* Excerpted text
┄┄┄┄┄┄┄┄┄┄┄┄┄┄┄┄┄┄┄┄
AI technologies are increasingly being adopted in cardiovascular medicine to support diagnostic and procedural decision-making [9]. Broadly, AI simulates human cognitive functions, including learning, reasoning, and problem solving, using various algorithmic approaches. A key subset of AI is ML, which enables systems to learn patterns from data without the need for explicit programming. DL, a branch of ML, uses multilayered neural networks to model complex relationships in big data. DL has demonstrated particularly strong performance in cardiovascular imaging tasks due to its ability to automate feature extraction and improve classification accuracy [44].

NLP is increasingly being used to extract meaningful clinical information from unstructured data such as electronic health records or research literature. CNNs, a type of DL architecture, have proven particularly effective for image-based tasks and are widely used in computer vision, including automated analysis of coronary angiograms and IVUS [38, 39].

These innovations have led to the development of AI-integrated intravascular imaging platforms that support vessel segmentation, lesion detection, and real-time device selection. These tools provide rapid and standardized imaging interpretations, reducing operator variability and improving processing precision. For example, many commercially available AI tools now offer automatic vessel size estimation and lesion characterization, enabling personalized stent selection and optimization of percutaneous coronary intervention (PCI) strategies [10, 11].
┄┄┄┄┄┄┄┄┄┄┄┄┄┄┄┄┄┄┄┄
* Collection entries

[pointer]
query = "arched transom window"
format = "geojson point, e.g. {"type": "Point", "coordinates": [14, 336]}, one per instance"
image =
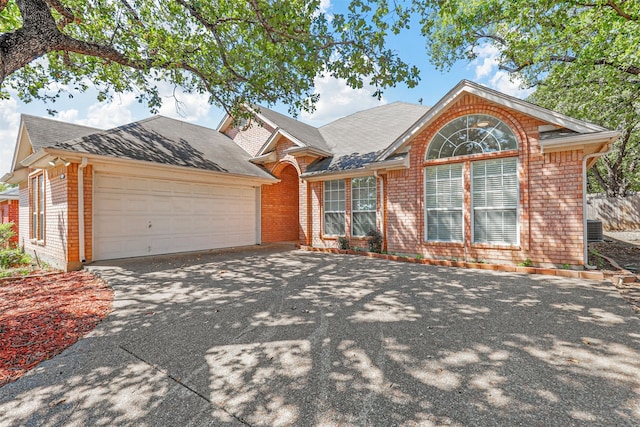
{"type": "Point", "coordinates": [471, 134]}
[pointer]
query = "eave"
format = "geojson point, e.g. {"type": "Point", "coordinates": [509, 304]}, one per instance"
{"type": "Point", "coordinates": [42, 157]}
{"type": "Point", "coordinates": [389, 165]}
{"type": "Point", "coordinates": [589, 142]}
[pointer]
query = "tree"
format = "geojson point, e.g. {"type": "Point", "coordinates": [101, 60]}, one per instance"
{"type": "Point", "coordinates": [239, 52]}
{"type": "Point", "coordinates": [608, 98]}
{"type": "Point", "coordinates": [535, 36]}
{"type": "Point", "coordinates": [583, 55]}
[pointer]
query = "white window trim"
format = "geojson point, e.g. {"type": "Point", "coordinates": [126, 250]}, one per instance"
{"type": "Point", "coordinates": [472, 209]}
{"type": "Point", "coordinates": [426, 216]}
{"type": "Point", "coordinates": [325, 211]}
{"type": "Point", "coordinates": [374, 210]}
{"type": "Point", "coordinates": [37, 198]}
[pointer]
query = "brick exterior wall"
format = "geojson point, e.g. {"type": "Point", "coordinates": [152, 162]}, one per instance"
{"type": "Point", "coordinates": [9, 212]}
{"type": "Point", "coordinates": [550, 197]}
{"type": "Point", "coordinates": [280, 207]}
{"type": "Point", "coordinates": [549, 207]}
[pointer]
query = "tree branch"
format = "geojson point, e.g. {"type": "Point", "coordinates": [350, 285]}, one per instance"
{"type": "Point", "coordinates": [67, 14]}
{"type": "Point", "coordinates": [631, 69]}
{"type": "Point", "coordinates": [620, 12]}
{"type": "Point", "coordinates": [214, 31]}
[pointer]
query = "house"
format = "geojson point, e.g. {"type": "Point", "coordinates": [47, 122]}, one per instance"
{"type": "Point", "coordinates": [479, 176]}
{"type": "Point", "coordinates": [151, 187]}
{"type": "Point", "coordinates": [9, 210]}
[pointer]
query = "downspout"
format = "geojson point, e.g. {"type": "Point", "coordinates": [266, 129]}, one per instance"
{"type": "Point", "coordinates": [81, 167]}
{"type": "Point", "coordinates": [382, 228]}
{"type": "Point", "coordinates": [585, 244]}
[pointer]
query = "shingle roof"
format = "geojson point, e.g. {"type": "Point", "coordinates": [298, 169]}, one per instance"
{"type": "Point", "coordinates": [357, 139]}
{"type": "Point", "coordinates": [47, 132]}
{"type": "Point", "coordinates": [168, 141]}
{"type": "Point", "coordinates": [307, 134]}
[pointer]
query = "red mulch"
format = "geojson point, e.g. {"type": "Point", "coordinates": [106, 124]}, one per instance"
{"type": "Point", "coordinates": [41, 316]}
┄┄┄┄┄┄┄┄┄┄┄┄┄┄┄┄┄┄┄┄
* What you have to do
Reproduce the text on AI in cardiovascular imaging word for word, from start to finish. The records play no part here and can be left aside.

* Exercise result
AI technologies are increasingly being adopted in cardiovascular medicine to support diagnostic and procedural decision-making [9]. Broadly, AI simulates human cognitive functions, including learning, reasoning, and problem solving, using various algorithmic approaches. A key subset of AI is ML, which enables systems to learn patterns from data without the need for explicit programming. DL, a branch of ML, uses multilayered neural networks to model complex relationships in big data. DL has demonstrated particularly strong performance in cardiovascular imaging tasks due to its ability to automate feature extraction and improve classification accuracy [44].

NLP is increasingly being used to extract meaningful clinical information from unstructured data such as electronic health records or research literature. CNNs, a type of DL architecture, have proven particularly effective for image-based tasks and are widely used in computer vision, including automated analysis of coronary angiograms and IVUS [38, 39].

These innovations have led to the development of AI-integrated intravascular imaging platforms that support vessel segmentation, lesion detection, and real-time device selection. These tools provide rapid and standardized imaging interpretations, reducing operator variability and improving processing precision. For example, many commercially available AI tools now offer automatic vessel size estimation and lesion characterization, enabling personalized stent selection and optimization of percutaneous coronary intervention (PCI) strategies [10, 11].